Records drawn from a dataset

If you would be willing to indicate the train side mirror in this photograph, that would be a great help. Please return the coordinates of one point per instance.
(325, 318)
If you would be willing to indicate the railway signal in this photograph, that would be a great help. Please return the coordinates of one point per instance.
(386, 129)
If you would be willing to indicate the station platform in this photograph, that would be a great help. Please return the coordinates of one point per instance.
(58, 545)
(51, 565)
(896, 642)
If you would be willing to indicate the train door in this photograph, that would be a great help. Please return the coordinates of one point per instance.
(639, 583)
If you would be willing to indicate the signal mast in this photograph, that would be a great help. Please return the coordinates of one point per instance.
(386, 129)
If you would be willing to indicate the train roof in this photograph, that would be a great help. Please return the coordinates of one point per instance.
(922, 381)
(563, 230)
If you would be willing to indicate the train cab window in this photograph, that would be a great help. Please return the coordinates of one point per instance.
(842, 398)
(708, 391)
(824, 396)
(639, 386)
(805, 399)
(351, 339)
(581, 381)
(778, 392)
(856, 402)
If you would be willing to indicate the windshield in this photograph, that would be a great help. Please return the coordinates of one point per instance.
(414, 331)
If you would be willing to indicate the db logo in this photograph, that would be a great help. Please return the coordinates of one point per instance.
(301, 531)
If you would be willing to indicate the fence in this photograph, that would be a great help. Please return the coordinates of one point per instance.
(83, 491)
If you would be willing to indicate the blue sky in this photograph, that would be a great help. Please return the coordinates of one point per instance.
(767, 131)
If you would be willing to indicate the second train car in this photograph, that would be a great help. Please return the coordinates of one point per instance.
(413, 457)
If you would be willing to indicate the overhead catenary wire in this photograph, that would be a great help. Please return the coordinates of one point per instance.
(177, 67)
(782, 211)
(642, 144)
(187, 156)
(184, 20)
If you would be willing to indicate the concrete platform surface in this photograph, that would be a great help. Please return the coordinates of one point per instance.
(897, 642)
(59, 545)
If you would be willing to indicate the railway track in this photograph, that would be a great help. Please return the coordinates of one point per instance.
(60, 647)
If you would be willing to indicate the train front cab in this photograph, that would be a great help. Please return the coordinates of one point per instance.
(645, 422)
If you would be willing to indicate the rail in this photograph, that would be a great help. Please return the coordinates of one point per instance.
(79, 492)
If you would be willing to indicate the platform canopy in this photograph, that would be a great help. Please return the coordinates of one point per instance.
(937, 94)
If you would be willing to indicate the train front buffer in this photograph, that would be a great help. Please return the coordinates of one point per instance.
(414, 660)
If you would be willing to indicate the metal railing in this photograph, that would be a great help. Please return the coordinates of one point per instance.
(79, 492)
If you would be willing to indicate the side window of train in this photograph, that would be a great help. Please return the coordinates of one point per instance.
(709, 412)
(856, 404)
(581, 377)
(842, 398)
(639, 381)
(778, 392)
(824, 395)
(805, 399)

==

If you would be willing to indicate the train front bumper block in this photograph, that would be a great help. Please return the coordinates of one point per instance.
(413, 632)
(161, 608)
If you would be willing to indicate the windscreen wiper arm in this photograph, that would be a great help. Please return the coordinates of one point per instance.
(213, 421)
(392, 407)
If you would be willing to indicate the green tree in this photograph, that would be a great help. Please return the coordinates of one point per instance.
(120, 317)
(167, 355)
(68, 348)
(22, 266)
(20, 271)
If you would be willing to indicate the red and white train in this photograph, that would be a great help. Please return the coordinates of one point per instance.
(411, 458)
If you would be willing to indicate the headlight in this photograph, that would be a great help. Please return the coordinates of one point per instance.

...

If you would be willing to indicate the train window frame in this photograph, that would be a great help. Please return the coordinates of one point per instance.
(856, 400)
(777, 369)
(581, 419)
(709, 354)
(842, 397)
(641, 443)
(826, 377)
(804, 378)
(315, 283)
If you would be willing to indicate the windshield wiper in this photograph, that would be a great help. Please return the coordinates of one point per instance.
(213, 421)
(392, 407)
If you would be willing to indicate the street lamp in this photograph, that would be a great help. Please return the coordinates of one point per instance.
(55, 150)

## What you have to do
The lines above from the one containing "If you would be willing to indicate the train front bumper" through the one containing "If you would be willing to indicate the headlight" are to be set down exactly, and no others.

## Expected output
If you would be willing to indicate the train front bumper block in this photograph, that would be a great help. Please return the coordinates of one point per instance.
(413, 632)
(161, 608)
If you would be willing to indicate the windscreen wiper arm in this photograph, that would be a great help. Please return the coordinates of one point per instance.
(213, 421)
(392, 407)
If you would be willing to indicate the green tree in this photograph, that would be a great help. Please return the coordinates of one point per instance.
(120, 317)
(167, 355)
(68, 348)
(22, 266)
(20, 271)
If you would be willing to indicate the red and white train in this photograph, that would be a great help. Please return the coordinates of one point per instance.
(411, 458)
If you would be willing to indicate the headlight in this photograph, that would be a great help. Please return the coordinates of one point per instance.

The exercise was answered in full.